Data records
* * * * *

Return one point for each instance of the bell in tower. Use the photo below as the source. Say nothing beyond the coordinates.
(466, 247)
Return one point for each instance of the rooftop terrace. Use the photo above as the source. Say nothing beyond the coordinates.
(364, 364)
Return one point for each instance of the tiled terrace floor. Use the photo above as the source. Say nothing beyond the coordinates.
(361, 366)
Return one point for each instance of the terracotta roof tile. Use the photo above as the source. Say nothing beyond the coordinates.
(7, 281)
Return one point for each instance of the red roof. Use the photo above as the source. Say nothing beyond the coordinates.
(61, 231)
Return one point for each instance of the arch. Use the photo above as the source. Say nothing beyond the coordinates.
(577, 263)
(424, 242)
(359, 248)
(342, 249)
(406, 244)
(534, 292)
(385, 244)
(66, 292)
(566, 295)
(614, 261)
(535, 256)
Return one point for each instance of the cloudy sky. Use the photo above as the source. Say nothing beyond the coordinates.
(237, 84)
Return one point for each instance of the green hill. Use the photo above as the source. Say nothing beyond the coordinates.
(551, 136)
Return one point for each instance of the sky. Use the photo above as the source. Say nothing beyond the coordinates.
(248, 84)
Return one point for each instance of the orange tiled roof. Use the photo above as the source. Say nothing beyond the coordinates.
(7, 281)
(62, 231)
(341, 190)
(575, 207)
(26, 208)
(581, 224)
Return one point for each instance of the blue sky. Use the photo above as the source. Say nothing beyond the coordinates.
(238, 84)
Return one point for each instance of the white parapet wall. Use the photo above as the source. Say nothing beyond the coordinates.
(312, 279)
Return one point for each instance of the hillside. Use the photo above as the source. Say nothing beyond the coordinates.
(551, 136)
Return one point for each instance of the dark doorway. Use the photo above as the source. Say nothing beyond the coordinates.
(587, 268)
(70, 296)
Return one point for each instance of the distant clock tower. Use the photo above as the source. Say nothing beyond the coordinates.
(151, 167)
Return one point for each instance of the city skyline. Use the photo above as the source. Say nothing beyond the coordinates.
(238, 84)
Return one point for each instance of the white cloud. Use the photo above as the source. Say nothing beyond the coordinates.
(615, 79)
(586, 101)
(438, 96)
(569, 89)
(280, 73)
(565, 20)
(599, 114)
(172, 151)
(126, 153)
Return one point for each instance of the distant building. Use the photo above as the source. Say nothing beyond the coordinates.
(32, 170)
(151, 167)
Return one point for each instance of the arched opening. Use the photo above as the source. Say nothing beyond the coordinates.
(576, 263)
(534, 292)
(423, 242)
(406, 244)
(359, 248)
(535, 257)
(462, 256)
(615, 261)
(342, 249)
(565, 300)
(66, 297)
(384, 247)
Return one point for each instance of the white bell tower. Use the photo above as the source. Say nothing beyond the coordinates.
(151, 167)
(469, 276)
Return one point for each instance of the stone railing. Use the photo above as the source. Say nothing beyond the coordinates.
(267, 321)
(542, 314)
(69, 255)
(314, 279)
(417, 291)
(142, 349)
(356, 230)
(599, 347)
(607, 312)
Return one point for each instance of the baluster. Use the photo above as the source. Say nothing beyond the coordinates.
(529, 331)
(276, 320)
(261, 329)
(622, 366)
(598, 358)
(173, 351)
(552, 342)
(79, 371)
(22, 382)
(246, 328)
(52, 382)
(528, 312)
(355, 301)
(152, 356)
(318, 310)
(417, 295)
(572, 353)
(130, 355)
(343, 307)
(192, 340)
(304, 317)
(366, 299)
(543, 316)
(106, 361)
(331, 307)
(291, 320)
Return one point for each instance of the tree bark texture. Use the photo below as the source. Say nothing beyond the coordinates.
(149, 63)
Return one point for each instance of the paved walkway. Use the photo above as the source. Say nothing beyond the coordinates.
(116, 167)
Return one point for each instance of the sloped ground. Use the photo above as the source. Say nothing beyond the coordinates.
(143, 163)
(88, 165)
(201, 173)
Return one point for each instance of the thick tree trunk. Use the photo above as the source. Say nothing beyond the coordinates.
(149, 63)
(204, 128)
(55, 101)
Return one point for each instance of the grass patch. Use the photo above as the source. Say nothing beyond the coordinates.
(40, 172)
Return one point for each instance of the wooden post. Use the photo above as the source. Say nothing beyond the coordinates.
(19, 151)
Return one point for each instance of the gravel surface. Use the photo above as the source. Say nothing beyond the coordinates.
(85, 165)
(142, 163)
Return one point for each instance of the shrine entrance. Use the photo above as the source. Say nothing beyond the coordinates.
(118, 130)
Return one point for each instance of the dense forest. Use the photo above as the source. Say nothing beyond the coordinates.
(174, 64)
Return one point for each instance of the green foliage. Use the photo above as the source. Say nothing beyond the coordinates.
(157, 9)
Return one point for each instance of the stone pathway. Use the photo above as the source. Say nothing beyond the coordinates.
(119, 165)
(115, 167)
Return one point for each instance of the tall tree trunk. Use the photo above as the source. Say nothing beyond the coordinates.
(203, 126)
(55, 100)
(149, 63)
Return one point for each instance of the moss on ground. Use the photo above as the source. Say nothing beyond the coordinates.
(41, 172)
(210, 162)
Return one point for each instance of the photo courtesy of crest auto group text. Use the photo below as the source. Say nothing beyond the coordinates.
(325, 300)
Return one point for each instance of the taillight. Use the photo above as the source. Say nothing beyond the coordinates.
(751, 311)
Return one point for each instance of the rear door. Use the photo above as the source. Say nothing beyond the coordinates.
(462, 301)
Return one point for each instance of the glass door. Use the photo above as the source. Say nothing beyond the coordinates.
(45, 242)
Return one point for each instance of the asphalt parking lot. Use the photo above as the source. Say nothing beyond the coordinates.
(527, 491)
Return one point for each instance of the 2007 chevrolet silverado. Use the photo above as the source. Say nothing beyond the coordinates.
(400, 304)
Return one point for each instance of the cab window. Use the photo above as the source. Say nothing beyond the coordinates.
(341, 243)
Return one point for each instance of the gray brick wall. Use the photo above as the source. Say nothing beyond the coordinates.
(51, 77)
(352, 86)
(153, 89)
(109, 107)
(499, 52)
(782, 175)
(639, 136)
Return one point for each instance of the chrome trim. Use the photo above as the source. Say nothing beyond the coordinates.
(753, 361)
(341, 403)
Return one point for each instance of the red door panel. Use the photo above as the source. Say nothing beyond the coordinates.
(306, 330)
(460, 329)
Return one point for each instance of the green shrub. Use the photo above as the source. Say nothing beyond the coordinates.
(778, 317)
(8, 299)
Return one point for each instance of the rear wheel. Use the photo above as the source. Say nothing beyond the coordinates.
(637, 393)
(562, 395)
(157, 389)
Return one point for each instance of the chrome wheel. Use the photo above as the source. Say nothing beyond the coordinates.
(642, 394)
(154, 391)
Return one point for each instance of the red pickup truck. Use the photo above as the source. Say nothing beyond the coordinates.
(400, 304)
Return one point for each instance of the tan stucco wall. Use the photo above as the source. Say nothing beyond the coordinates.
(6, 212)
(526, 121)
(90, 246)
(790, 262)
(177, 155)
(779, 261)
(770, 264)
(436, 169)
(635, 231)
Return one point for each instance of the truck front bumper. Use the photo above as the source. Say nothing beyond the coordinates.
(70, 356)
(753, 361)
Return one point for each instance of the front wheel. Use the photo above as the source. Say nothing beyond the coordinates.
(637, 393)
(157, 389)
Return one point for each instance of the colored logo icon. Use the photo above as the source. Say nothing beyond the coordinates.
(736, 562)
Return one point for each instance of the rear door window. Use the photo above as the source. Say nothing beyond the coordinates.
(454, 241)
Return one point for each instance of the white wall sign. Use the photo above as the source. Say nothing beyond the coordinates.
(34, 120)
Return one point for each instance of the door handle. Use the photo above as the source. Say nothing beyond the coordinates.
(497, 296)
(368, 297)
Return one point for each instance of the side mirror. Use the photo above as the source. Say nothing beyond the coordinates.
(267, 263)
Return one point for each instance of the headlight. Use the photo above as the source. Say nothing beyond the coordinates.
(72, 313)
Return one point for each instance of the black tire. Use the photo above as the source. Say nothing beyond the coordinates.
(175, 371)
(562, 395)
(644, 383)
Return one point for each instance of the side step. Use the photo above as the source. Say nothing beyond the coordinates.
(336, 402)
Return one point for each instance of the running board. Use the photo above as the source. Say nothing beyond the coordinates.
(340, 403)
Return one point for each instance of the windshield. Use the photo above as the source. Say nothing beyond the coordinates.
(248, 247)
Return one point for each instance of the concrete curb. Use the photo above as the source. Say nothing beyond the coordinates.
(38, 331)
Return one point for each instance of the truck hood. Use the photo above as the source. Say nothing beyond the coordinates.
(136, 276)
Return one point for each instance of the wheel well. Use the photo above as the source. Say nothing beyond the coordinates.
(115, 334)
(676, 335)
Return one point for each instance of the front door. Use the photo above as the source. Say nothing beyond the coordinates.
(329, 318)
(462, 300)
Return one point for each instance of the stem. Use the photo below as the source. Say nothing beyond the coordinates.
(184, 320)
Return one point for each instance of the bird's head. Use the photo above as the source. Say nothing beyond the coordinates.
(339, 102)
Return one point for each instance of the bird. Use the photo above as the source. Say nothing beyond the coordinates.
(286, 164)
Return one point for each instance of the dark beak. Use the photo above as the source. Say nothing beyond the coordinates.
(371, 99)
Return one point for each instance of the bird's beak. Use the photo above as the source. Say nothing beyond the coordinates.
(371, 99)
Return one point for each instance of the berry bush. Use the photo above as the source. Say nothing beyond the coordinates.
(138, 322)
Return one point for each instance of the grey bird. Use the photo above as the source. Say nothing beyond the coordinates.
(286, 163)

* * * * *

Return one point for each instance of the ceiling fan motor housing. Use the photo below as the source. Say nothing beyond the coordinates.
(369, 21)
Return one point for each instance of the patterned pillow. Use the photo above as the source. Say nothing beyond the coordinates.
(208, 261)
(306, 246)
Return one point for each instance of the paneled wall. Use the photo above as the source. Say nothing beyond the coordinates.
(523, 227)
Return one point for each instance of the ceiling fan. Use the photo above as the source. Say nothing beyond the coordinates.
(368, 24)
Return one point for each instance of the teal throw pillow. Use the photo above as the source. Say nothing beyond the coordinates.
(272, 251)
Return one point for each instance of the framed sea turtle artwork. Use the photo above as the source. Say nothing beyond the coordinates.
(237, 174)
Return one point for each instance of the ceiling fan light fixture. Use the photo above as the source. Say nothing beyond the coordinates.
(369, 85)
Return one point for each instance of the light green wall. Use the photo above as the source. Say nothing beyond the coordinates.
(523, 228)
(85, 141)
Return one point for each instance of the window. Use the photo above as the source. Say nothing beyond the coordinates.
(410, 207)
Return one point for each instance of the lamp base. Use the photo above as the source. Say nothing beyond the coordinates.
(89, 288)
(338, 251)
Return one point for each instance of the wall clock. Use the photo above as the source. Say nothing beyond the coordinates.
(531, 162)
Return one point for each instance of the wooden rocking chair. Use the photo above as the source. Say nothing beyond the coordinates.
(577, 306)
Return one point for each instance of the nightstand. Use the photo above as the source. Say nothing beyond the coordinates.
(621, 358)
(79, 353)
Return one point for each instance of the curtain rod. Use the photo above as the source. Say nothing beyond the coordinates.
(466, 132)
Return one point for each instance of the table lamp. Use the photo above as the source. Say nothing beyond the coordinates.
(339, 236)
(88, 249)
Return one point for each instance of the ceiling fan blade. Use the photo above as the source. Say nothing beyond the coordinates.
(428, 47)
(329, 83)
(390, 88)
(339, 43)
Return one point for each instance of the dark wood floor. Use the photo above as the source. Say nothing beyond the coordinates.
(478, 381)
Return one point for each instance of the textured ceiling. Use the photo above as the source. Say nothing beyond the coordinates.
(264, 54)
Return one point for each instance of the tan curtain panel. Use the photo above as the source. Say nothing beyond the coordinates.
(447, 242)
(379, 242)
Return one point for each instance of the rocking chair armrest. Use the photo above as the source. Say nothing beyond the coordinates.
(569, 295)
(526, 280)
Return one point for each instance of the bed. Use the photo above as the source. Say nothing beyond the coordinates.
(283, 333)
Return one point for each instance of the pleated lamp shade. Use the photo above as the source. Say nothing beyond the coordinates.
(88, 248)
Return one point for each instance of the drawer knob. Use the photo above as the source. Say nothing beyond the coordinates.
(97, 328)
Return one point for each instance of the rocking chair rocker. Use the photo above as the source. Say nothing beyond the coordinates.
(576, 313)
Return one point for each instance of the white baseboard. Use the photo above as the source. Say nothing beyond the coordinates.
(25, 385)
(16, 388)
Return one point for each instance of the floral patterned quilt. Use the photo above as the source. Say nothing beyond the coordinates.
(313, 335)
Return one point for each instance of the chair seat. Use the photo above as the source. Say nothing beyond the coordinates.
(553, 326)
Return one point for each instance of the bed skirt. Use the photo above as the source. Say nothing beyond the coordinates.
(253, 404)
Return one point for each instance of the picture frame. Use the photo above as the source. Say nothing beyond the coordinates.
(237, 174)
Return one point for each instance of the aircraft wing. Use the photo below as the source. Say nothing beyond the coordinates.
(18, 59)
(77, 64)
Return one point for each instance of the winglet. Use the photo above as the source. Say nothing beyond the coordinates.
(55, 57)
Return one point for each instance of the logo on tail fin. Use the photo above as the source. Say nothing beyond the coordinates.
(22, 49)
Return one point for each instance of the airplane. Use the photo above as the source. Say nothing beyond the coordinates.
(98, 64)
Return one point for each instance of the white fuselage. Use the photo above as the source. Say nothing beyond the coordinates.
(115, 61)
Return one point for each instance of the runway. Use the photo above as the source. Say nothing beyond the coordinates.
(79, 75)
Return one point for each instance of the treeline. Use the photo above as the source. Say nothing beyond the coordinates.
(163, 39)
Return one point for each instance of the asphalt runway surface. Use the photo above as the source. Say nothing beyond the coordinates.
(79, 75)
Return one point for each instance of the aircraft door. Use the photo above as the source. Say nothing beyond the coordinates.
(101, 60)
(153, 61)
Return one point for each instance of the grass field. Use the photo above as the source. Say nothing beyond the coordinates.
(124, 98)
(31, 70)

* * * * *

**PROBLEM REQUIREMENTS**
State how many lines in the entries above contain the string "clock". Give only the number.

**RESULT FOR THIS EXERCISE**
2